• What you need to do: All of these records need to be duplicated exactly.

• Data records:
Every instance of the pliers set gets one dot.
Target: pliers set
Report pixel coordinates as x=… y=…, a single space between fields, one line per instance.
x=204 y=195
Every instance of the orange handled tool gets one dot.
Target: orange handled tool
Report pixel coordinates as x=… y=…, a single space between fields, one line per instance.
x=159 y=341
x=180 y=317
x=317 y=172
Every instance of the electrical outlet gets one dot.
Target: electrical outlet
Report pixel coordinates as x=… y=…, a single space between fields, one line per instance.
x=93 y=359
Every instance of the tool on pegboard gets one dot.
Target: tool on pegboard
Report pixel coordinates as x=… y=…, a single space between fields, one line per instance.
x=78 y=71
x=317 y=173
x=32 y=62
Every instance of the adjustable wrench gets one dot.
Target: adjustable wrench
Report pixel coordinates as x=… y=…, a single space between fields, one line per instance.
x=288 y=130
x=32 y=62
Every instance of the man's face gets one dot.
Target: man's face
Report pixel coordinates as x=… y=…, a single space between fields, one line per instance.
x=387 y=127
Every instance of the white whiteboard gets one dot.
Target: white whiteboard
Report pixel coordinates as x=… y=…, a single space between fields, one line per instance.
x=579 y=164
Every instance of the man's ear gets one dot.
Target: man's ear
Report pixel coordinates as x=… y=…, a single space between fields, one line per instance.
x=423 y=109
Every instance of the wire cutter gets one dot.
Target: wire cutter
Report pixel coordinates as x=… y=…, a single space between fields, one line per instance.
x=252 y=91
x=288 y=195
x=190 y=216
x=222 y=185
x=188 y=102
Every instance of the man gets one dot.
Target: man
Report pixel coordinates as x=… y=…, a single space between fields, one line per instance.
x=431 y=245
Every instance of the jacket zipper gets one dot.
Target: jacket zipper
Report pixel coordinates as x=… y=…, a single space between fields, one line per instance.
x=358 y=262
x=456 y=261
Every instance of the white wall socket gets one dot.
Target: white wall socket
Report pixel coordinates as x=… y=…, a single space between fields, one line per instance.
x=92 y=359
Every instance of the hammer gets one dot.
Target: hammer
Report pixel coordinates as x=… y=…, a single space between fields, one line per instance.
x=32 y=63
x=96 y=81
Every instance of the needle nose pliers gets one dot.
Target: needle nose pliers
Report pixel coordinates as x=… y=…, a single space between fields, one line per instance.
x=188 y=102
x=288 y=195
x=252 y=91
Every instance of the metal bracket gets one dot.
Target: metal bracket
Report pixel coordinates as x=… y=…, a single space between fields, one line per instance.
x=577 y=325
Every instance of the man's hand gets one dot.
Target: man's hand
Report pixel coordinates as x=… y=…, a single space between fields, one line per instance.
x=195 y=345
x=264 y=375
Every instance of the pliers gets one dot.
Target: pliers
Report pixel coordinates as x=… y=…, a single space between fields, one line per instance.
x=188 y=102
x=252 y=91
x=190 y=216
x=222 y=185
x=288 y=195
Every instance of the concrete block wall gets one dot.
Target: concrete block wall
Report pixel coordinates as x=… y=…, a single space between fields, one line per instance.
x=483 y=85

• Response:
Every instance of the pliers set gets one dot.
Target: pliers set
Report pixel coordinates as x=… y=…, a single space between fields, one line per instance.
x=204 y=195
Every instance of the orange handled tool gets one dot.
Target: orange handled tool
Report pixel coordinates as x=… y=…, a single space between fields, one line per instance.
x=159 y=341
x=180 y=317
x=317 y=172
Every instance of the electrical outlet gets one dot.
Target: electrical outlet
Report pixel coordinates as x=… y=…, a single space between fields, one line per instance.
x=93 y=359
Every instance of the tool on pegboard gets one dot.
Target: tool on pegboard
Report pixel coordinates as x=… y=…, a single space between fields, one line per instance.
x=78 y=71
x=317 y=173
x=32 y=62
Every instance of the adjustable wrench gets one dot.
Target: adjustable wrench
Report pixel coordinates as x=… y=…, a single space between fields, one line per instance.
x=288 y=130
x=32 y=62
Every instance of the man's face gets one dot.
Target: man's face
Report pixel coordinates as x=… y=…, a single space between fields, one line per instance.
x=387 y=127
Every instance of the white whiteboard gets one dot.
Target: white whiteboard
Report pixel coordinates as x=… y=…, a single space between fields, one line per instance.
x=579 y=164
Every instance of the man's ear gets one dot.
Target: man's ear
Report pixel coordinates as x=… y=…, a single space between fields, one line per instance.
x=423 y=109
Every instance of the wire cutter gets one dot.
Target: wire cutter
Report pixel coordinates as x=… y=…, a single space between fields, one line per instance.
x=252 y=91
x=288 y=195
x=190 y=216
x=222 y=185
x=188 y=102
Every instance of the man gets one dot.
Target: man
Report pixel coordinates as x=… y=…, a single space between fields, one line per instance.
x=431 y=245
Every instance of the jacket zipper gets one dot.
Target: jacket zipper
Report pixel coordinates as x=… y=…, a single space between fields, one line per instance.
x=358 y=262
x=456 y=261
Every instance of the white wall socket gets one dot.
Target: white wall socket
Report pixel coordinates as x=… y=…, a single space between fields, one line per instance.
x=92 y=359
Every instance of the hammer gets one dot.
Target: hammer
Report pixel coordinates as x=… y=…, a single space between fields, one line per instance.
x=32 y=63
x=96 y=81
Every instance of the needle nose pliers gets one dot.
Target: needle nose pliers
Report pixel coordinates as x=… y=…, a single space between fields, one line per instance.
x=188 y=102
x=288 y=195
x=252 y=91
Every instance of the metal bracket gets one dot.
Target: metal bracket
Report pixel coordinates as x=… y=…, a single space between fields, one line per instance.
x=577 y=325
Every instance of the man's hand gets one dot.
Target: man's hand
Report pixel coordinates as x=… y=…, a single space between fields, one line per instance.
x=195 y=345
x=264 y=375
Every instance of the pliers gets one dot.
Target: pliers
Report pixel coordinates as x=… y=…, a single space between fields, one line per instance.
x=188 y=102
x=252 y=91
x=190 y=216
x=222 y=185
x=288 y=195
Every instance of the concrete block wall gets one dot.
Target: concrete block wall
Report pixel coordinates as x=… y=…, a single space between fields, one line per instance.
x=483 y=85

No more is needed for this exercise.